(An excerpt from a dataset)
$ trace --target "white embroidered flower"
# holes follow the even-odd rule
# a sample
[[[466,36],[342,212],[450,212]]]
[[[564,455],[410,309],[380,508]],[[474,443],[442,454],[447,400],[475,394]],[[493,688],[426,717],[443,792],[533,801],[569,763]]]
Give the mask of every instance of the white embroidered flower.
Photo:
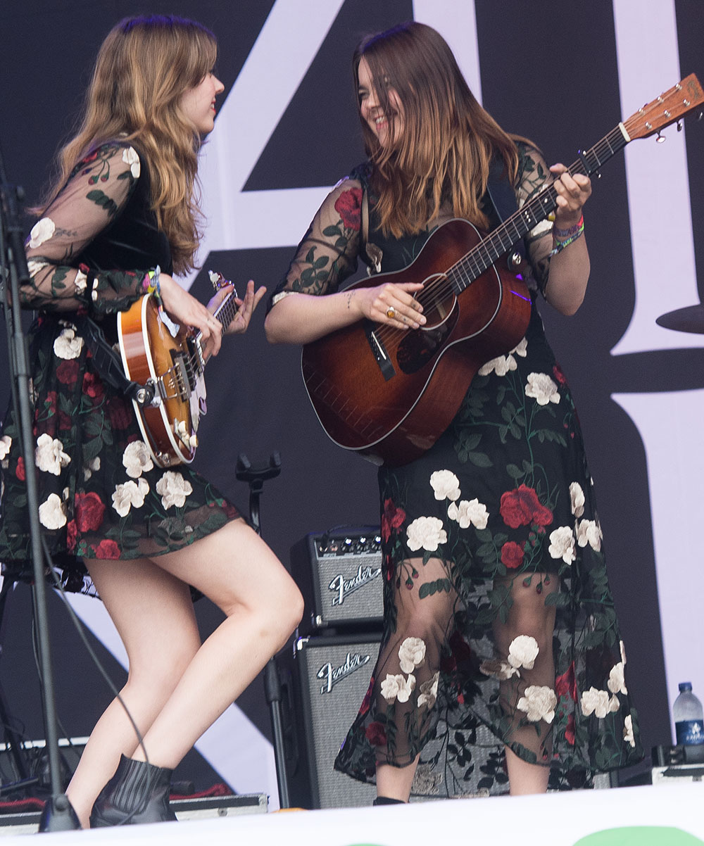
[[[71,457],[63,452],[63,443],[51,435],[40,435],[36,439],[34,462],[39,470],[53,475],[61,474],[61,468],[70,463]]]
[[[167,470],[157,482],[157,493],[161,494],[162,505],[165,508],[170,508],[172,505],[182,508],[185,505],[186,497],[192,492],[190,482],[175,470]]]
[[[85,294],[87,285],[88,277],[83,272],[82,270],[77,271],[76,277],[74,279],[74,286],[76,289],[76,294]]]
[[[509,647],[509,663],[516,669],[525,667],[526,670],[532,670],[539,651],[538,642],[534,637],[519,634]]]
[[[633,717],[630,714],[624,720],[624,743],[630,744],[632,749],[635,748],[635,738],[633,736]]]
[[[127,147],[122,151],[122,160],[125,164],[129,165],[129,170],[135,179],[138,179],[140,171],[140,157],[134,147]]]
[[[100,456],[96,455],[92,461],[86,461],[83,465],[83,480],[88,481],[91,476],[100,470]]]
[[[545,720],[549,723],[555,718],[558,697],[552,688],[531,684],[525,689],[525,695],[518,700],[516,707],[528,715],[531,722]]]
[[[486,529],[487,522],[489,519],[489,512],[487,506],[479,502],[478,499],[466,499],[460,501],[459,505],[451,503],[448,508],[448,517],[451,520],[456,520],[459,524],[460,529],[468,529],[470,524],[477,529]]]
[[[144,441],[133,441],[131,443],[128,443],[122,453],[122,463],[130,479],[139,479],[142,473],[151,470],[154,466],[154,462],[151,460],[151,456]],[[161,491],[159,492],[161,493]],[[190,493],[190,491],[188,492]]]
[[[430,477],[435,498],[459,499],[459,480],[451,470],[436,470]]]
[[[50,493],[47,502],[39,506],[39,522],[45,529],[60,529],[66,525],[66,510],[58,494]]]
[[[51,217],[42,217],[37,221],[30,232],[30,246],[41,247],[45,241],[48,241],[56,230],[54,222]]]
[[[416,517],[406,529],[408,547],[415,552],[426,549],[434,552],[441,543],[446,543],[448,534],[443,528],[443,521],[437,517]]]
[[[480,376],[488,376],[492,371],[495,371],[497,376],[506,376],[509,371],[518,368],[516,360],[510,354],[498,355],[495,359],[482,365],[477,371]]]
[[[482,661],[479,665],[479,669],[485,676],[492,676],[500,682],[505,682],[514,675],[520,678],[518,667],[511,667],[505,661]]]
[[[30,276],[34,277],[42,270],[44,267],[48,267],[48,261],[38,261],[36,259],[28,259],[27,260],[27,270],[30,272]]]
[[[581,517],[584,514],[584,491],[578,481],[573,481],[569,486],[569,498],[572,502],[572,514]]]
[[[415,688],[415,676],[393,676],[388,673],[382,682],[382,695],[389,705],[397,699],[399,702],[407,702]]]
[[[144,497],[149,493],[149,482],[146,479],[138,481],[126,481],[118,485],[113,492],[113,508],[120,517],[126,517],[134,506],[140,508],[144,505]]]
[[[582,693],[580,704],[585,717],[589,717],[593,713],[600,720],[603,719],[610,711],[618,711],[620,707],[616,696],[609,698],[607,690],[597,690],[594,687],[591,687]]]
[[[83,338],[76,335],[76,327],[70,324],[61,330],[54,341],[54,354],[59,359],[77,359],[83,349]]]
[[[426,662],[426,641],[420,637],[407,637],[399,647],[399,666],[404,673],[413,673]]]
[[[580,520],[577,526],[577,543],[580,547],[586,547],[589,544],[593,550],[598,552],[602,548],[602,527],[596,520]]]
[[[560,526],[550,532],[547,552],[553,558],[562,558],[566,564],[572,563],[577,553],[575,551],[575,533],[569,526]]]
[[[619,661],[618,664],[614,664],[611,667],[607,687],[612,693],[628,693],[625,675],[624,673],[624,662],[622,661]]]
[[[418,707],[421,708],[424,705],[427,705],[428,708],[432,708],[435,705],[435,700],[437,699],[437,682],[440,680],[440,671],[432,677],[432,678],[428,679],[426,682],[423,682],[421,685],[421,692],[418,694]]]
[[[560,401],[557,384],[547,373],[529,373],[525,384],[525,396],[532,397],[538,405],[547,405],[548,403]]]

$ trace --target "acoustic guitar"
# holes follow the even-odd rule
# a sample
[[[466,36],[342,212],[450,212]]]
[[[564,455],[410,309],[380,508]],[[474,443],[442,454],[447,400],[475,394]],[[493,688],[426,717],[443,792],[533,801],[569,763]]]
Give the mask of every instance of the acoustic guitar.
[[[211,280],[228,284],[219,273]],[[233,290],[214,313],[223,332],[237,314],[236,297]],[[132,402],[152,460],[159,467],[190,464],[206,411],[201,333],[173,323],[147,294],[118,314],[118,341],[127,378],[154,392],[150,404]]]
[[[630,141],[702,106],[691,74],[580,152],[569,173],[596,173]],[[554,211],[556,196],[552,185],[544,188],[488,235],[467,221],[448,221],[407,267],[347,288],[423,283],[416,297],[427,322],[404,331],[363,320],[304,346],[305,388],[335,443],[391,466],[435,443],[479,368],[525,332],[531,298],[513,247]]]

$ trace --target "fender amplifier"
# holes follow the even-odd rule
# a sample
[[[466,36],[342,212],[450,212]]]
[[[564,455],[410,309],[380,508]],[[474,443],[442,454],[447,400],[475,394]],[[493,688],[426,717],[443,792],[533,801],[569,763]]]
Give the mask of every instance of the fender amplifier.
[[[291,547],[291,573],[305,600],[302,634],[381,628],[382,538],[378,528],[312,532]]]
[[[288,695],[286,768],[293,805],[344,808],[371,805],[373,784],[333,768],[369,687],[381,635],[299,638],[277,656]]]

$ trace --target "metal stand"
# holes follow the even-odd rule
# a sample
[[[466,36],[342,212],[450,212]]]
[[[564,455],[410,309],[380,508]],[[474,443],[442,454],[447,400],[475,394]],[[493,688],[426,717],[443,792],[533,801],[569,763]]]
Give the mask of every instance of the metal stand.
[[[13,375],[13,398],[19,415],[22,454],[27,468],[27,513],[32,546],[34,566],[34,601],[36,613],[39,659],[41,670],[41,689],[44,718],[47,726],[47,751],[49,756],[49,773],[52,794],[44,805],[39,823],[40,832],[58,832],[80,828],[76,813],[63,793],[58,757],[56,703],[53,673],[52,671],[49,624],[47,614],[47,585],[44,558],[41,548],[41,529],[39,525],[39,506],[36,478],[34,470],[34,438],[32,436],[31,404],[30,402],[29,353],[22,333],[19,309],[19,285],[29,280],[25,257],[22,228],[17,211],[17,201],[24,197],[21,189],[8,184],[2,154],[0,154],[0,270],[7,272],[8,292],[5,290],[3,274],[0,273],[0,301],[3,302],[8,324],[8,343],[10,371]],[[10,308],[11,306],[11,308]]]
[[[259,515],[259,500],[264,489],[264,482],[267,479],[276,478],[280,472],[281,456],[278,453],[272,453],[269,456],[269,463],[259,467],[253,467],[244,453],[240,453],[237,459],[234,475],[239,481],[249,482],[250,521],[252,529],[260,537],[261,537],[261,522]],[[269,706],[269,714],[272,719],[274,761],[276,762],[277,782],[278,783],[278,804],[281,808],[290,808],[289,778],[286,773],[286,757],[283,745],[283,723],[281,717],[281,680],[274,658],[271,658],[264,667],[264,695],[267,698],[267,704]]]

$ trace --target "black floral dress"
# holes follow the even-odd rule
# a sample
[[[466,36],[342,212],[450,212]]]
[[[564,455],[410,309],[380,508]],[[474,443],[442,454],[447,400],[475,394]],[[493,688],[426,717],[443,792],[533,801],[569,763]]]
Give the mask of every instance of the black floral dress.
[[[536,151],[520,154],[519,205],[552,179]],[[372,271],[402,268],[452,217],[384,238],[370,173],[357,168],[328,195],[272,303],[335,291],[358,257]],[[525,338],[481,368],[432,448],[379,469],[384,630],[335,761],[355,778],[420,755],[412,795],[503,793],[509,746],[567,789],[642,757],[582,436],[535,305],[551,227],[526,238]]]
[[[157,556],[239,517],[187,465],[155,465],[130,401],[101,377],[76,323],[87,315],[117,340],[115,315],[145,294],[149,270],[171,272],[168,241],[150,209],[138,152],[114,141],[75,168],[31,230],[30,330],[39,520],[64,586],[94,592],[85,558]],[[11,407],[0,437],[0,562],[32,577],[26,468]],[[116,566],[119,566],[116,563]]]

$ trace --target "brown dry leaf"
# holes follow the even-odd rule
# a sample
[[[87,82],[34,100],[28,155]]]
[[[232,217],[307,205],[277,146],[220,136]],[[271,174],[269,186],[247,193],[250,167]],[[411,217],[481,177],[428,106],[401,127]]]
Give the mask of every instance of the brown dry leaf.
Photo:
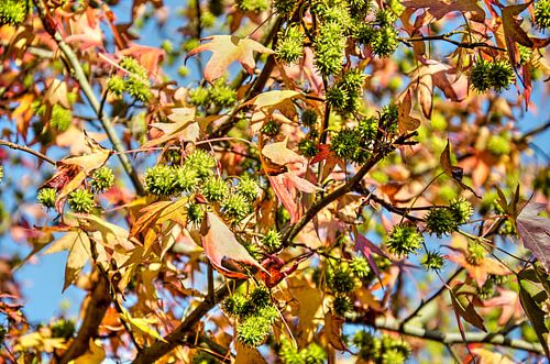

● Exercise brief:
Count the lines of the items above that contain the string "flower". Reply with only the number.

● Result of the task:
2